▸ **TEKS BACAAN**
Ah kok gue jadi takut. Padahal orang tua gue kerja untuk pemerintah dan ga pernah menyuruh kita membenci negara sendiri. Gue dan kakak2 adek gue di suruh nari, nanyilah etc di tiap acara kbri untuk appreciate nilai seni yg kita punya. Kita di sekolahkan di sekolah lokal untuk belajar bahasa indonesia. Kita di suruh belajar di luar untuk alasan menggunakan ilmu itu dan merubah situasi negara gue semampu kita. Bukannya biar melarikan diri di negeri orang kayak buronan. Hehe.. Pdhl appresiasi untuk film indonesia gue lumayan tinggi.. terkecuali film
blo'on yang ga bermakna and/or penuh porno yang bikin stress nontonnya. Tapi kenapa gue takut pindah ke negara sendiri. Aye bimbang... waktu gue ga banyak. Identitas gue, rumah gue dimana ye..






Wednesday, February 18, 2009

So you're there.
Sudden, fleeting
Standing
between smiles and motion

but you're not smiling for me




Monday, February 02, 2009

Aku pernah baca sebuah kalimat: 

Aku merasa paling dekat dengan keabadian saat memikirkan dirimu.
Apa yang akan terbersit dipikiranmu bila mendengar kata-kata ini?

Banyak yang kurenungkan. Dari sebuah kalimat pendek ini spontan aku memikirkan tentang
cinta. Klise memang. Walaupun terlihat konyol dan mudah emosi, I've always remained an impossible romantic. Dan itu yang takkan berubah. Tapi kadang, cinta dalam arti luas. Yang aku pikirkan bukan hanya perasaan cinta terhadap satu individu, tapi juga perasaan sayangku kepada orang-orang terdekat yang selalu kurindukan hadirnya. Kemudian agamaku. Tuhanku. Hal ini membuatku bertanya kenapa orang-orang yang kusayang hadir lebih dulu di benakku, baru kemudian Tuhan? Dan kenapa perasaan itu tak bisa sama besarnya untuk agamaku sendiri?

Akhir-akhir ini ada banyak hal yang membuatku ingin mendekat kepada-Nya. Dua kali hilangnya kartu atm, hilangnya dompet adik (yang A
lhamdullilah dikembalikan), Bulan ramadhan yang mendekat, tambahnya umurku bulan depan, dan terutama hari-hari yang tak ubahnya kulalui dengan perasaan hampa. Aku memang manusia picik. Diterpa cobaan sedikit saja baru usaha puasa sunah dan sholat tanpa bolong-bolong secara konsisten. Tetapi terlebih-lebih karena ada satu hal yang sedang mengusik pikiranku.
Hari ini pulang dari kelas aku berjalan kaki dari nana sampai rumah di petchburi. Itu yang aku paling suka disini- tersedianya tempat berjalan kaki karena aku suka jalan kaki sendirian. Dan aku suka jalan kaki untuk melihat pemandangan menarik, atau tempat-tempat unik, dan juga untuk berpikir. Tiap hentakan kaki rasanya kurang afdol jika aku tidak mulai mempertanyaan tentang arti keberadaanku selama tinggal di Bangkok ini. Emang dasar sakit jiwa...Lalu entah dari mana, kalimat itu menghantam pikiranku. Hatiku terasa teriris sesuatu yang tajam. Dan bagaimanapun aku mencoba mengabaikannya hal yang pertama muncul dibenak adalah perasaanku saat ini kepada salah seorang sahabatku.

(Entri anotasi wilayah)
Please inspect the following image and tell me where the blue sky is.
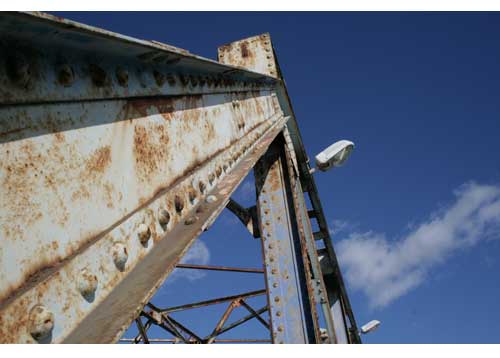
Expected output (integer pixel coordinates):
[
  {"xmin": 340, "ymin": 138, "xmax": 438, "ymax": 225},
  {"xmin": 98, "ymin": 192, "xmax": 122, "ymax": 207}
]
[{"xmin": 51, "ymin": 12, "xmax": 500, "ymax": 343}]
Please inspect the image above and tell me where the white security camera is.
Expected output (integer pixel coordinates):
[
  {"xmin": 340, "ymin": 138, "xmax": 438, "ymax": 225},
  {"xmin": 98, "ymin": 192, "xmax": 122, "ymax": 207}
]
[
  {"xmin": 316, "ymin": 140, "xmax": 354, "ymax": 172},
  {"xmin": 361, "ymin": 319, "xmax": 380, "ymax": 334}
]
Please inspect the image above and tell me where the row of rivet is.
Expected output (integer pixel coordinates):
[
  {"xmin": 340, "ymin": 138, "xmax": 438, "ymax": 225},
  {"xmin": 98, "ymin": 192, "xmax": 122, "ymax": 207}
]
[
  {"xmin": 25, "ymin": 114, "xmax": 281, "ymax": 341},
  {"xmin": 256, "ymin": 159, "xmax": 288, "ymax": 338},
  {"xmin": 6, "ymin": 54, "xmax": 264, "ymax": 88}
]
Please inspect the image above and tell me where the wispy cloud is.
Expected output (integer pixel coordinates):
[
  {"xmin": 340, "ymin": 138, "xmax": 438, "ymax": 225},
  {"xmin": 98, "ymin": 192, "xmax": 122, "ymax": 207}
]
[
  {"xmin": 329, "ymin": 219, "xmax": 357, "ymax": 235},
  {"xmin": 166, "ymin": 239, "xmax": 210, "ymax": 284},
  {"xmin": 337, "ymin": 183, "xmax": 500, "ymax": 307}
]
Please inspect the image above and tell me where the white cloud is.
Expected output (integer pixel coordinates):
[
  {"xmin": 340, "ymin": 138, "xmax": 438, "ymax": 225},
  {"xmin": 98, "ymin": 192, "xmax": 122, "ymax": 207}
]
[
  {"xmin": 337, "ymin": 183, "xmax": 500, "ymax": 307},
  {"xmin": 329, "ymin": 220, "xmax": 356, "ymax": 235},
  {"xmin": 166, "ymin": 239, "xmax": 210, "ymax": 284}
]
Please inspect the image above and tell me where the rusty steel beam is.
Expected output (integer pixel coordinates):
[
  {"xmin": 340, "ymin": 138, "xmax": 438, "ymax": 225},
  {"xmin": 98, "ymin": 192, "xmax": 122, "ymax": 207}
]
[
  {"xmin": 157, "ymin": 290, "xmax": 266, "ymax": 313},
  {"xmin": 176, "ymin": 264, "xmax": 264, "ymax": 273},
  {"xmin": 0, "ymin": 13, "xmax": 287, "ymax": 343},
  {"xmin": 0, "ymin": 13, "xmax": 359, "ymax": 343},
  {"xmin": 0, "ymin": 13, "xmax": 276, "ymax": 104},
  {"xmin": 120, "ymin": 338, "xmax": 271, "ymax": 343},
  {"xmin": 215, "ymin": 306, "xmax": 269, "ymax": 335},
  {"xmin": 218, "ymin": 34, "xmax": 361, "ymax": 343}
]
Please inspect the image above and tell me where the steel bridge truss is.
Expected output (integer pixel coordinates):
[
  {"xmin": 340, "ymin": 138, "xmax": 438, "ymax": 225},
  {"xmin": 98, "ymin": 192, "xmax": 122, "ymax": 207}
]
[{"xmin": 0, "ymin": 13, "xmax": 360, "ymax": 343}]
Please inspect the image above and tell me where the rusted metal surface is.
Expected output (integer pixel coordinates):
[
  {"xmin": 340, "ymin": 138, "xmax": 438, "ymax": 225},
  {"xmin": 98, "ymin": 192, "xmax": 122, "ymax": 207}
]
[
  {"xmin": 0, "ymin": 71, "xmax": 285, "ymax": 342},
  {"xmin": 254, "ymin": 137, "xmax": 319, "ymax": 343},
  {"xmin": 0, "ymin": 13, "xmax": 359, "ymax": 343},
  {"xmin": 219, "ymin": 35, "xmax": 361, "ymax": 343},
  {"xmin": 0, "ymin": 13, "xmax": 276, "ymax": 104},
  {"xmin": 218, "ymin": 33, "xmax": 278, "ymax": 77}
]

▸ **PETUNJUK PENGERJAAN**
- a) Jawablah pertanyaan berikut berdasarkan teks bacaan.
(i) Untuk siapa orang tua penulis bekerja?
(ii) Dari mana sampai ke mana penulis berjalan kaki sepulang dari kelas?
(iii) Barang apa milik penulis yang dua kali hilang?
- b) Ekstrak setiap baris catatan yang memuat kata "image". Huruf besar dan kecil dibedakan.

▸ **JAWABAN**
- a)
(i) Untuk pemerintah.
(ii) Dari nana sampai rumah di petchburi.
(iii) Kartu ATM.

- b)
Please inspect the following image and tell me where the blue sky is.
Please inspect the image above and tell me where the white security camera is.
Please inspect the image above and tell me where the row of rivet is.
Please inspect the image above and tell me where the wispy cloud is.
Please inspect the image above and tell me where the white cloud is.
Please inspect the image above and tell me where the rusty steel beam is.
Please inspect the image above and tell me where the steel bridge truss is.
Please inspect the image above and tell me where the rusted metal surface is.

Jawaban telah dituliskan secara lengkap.